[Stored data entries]
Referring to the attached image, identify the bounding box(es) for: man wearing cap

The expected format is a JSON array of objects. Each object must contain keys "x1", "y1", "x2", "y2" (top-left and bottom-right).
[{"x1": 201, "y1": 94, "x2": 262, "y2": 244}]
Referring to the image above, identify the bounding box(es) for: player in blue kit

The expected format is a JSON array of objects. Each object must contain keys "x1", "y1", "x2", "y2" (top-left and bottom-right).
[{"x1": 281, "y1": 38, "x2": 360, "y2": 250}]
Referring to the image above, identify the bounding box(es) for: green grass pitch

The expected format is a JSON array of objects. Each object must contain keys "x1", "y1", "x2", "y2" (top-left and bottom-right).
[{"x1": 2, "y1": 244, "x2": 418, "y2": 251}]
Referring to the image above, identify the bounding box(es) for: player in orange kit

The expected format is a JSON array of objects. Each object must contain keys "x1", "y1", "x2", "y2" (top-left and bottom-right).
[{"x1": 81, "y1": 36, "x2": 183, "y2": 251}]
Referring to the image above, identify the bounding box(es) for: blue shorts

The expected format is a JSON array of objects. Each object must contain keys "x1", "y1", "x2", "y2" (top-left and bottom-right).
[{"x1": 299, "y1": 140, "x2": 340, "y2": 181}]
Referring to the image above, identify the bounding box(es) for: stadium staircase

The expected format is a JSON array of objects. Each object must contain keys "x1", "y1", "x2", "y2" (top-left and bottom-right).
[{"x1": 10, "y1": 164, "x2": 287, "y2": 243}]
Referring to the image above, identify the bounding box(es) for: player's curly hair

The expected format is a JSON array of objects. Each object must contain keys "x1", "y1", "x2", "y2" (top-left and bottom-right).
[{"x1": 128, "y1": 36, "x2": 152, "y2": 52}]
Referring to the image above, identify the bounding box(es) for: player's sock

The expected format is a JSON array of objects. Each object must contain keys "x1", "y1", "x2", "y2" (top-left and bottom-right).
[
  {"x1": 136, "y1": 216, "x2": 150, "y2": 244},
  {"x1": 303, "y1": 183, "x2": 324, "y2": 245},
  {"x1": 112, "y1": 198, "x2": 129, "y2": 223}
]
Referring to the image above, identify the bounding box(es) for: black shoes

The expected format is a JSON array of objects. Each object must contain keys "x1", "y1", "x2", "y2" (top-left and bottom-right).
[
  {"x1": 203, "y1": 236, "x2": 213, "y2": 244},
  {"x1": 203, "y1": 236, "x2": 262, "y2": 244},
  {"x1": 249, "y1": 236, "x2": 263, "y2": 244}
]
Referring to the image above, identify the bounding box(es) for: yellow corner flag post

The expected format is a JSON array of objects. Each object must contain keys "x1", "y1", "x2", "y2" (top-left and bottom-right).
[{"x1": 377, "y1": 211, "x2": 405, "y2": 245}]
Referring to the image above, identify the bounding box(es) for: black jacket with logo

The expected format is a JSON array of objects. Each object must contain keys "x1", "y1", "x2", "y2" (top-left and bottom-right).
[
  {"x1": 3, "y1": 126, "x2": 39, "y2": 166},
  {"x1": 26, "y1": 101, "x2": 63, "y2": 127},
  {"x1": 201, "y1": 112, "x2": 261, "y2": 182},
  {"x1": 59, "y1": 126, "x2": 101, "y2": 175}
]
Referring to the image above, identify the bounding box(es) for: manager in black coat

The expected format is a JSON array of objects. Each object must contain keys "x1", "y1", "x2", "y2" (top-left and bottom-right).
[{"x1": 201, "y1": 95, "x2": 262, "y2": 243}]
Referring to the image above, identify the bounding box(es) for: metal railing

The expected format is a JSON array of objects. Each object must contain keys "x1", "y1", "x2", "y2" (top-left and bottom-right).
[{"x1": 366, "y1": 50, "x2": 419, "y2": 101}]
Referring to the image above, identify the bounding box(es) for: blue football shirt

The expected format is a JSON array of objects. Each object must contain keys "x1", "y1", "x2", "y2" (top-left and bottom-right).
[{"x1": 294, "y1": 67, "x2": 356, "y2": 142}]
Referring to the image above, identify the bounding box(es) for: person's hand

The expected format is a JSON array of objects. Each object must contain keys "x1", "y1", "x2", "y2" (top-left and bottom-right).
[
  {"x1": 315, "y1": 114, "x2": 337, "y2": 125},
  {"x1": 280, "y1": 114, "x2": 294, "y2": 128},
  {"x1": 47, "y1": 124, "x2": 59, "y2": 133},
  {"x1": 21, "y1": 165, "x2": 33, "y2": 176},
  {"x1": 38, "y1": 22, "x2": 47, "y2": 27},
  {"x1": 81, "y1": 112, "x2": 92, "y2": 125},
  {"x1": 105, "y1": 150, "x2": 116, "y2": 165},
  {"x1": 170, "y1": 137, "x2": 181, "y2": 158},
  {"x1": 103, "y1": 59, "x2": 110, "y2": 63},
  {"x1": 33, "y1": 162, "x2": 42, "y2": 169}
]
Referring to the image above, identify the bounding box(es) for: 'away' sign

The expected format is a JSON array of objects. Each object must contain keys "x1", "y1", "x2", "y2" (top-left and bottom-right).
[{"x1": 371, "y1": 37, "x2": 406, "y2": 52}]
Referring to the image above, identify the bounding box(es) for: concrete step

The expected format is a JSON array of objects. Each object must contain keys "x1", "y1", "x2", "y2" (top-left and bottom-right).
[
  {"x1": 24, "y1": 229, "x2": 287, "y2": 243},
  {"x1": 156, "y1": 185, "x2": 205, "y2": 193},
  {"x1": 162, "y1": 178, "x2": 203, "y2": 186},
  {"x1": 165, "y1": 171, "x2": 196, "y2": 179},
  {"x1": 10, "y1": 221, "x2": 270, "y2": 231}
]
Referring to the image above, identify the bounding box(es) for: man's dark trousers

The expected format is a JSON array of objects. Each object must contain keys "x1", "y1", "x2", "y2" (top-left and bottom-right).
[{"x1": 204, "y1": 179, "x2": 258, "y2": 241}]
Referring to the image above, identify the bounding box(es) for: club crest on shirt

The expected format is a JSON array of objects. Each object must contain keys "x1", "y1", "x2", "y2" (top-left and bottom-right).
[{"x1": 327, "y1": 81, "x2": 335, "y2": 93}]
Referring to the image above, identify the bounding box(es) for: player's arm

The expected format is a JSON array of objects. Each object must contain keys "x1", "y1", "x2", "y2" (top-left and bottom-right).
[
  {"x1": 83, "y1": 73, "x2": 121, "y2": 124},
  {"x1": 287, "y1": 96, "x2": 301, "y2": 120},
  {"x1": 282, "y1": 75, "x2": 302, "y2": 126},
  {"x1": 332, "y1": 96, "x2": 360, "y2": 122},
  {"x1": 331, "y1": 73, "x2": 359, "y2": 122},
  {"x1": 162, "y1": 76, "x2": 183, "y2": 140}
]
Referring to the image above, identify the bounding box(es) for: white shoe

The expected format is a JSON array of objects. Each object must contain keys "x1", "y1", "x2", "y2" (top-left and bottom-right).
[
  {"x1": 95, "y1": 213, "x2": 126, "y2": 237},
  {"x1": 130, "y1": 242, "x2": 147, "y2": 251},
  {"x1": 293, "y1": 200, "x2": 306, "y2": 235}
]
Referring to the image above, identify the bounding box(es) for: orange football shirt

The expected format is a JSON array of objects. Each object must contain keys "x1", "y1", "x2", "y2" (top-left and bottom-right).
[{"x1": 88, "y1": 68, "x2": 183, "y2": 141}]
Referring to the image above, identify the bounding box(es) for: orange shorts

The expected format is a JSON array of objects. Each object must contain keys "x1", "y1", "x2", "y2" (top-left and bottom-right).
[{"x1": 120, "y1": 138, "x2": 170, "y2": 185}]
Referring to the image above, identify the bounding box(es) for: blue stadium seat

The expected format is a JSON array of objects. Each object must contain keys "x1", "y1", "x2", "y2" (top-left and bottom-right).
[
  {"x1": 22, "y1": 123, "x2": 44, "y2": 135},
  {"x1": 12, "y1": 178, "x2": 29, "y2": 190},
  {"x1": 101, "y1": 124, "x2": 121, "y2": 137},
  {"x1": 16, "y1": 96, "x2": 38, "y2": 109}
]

**Assignment:**
Please print the lines from the start of the records up to and including the line with "in orange kit", copying each one exactly and leaving out the rest.

**Result of this exercise:**
Referring to the attached image, identify the bounding box(es) for: man wearing cap

The expected format is a JSON array of objects. Each object must contain keys "x1", "y1", "x2", "y2" (top-left and bottom-right).
[{"x1": 201, "y1": 94, "x2": 262, "y2": 244}]
Referring to the image above, identify the bounding box(es) for: player in blue kit

The expected format is a JSON array of objects. Each object must contain keys "x1", "y1", "x2", "y2" (top-left and bottom-right).
[{"x1": 281, "y1": 38, "x2": 360, "y2": 250}]
Referring to the image above, identify the bounding box(es) for: green grass pitch

The expected format is a JSON array of objects. Each object must contain keys "x1", "y1", "x2", "y2" (top-left and bottom-right).
[{"x1": 2, "y1": 244, "x2": 418, "y2": 251}]
Referring to the image above, identify the bounding box(es) for: player in orange kit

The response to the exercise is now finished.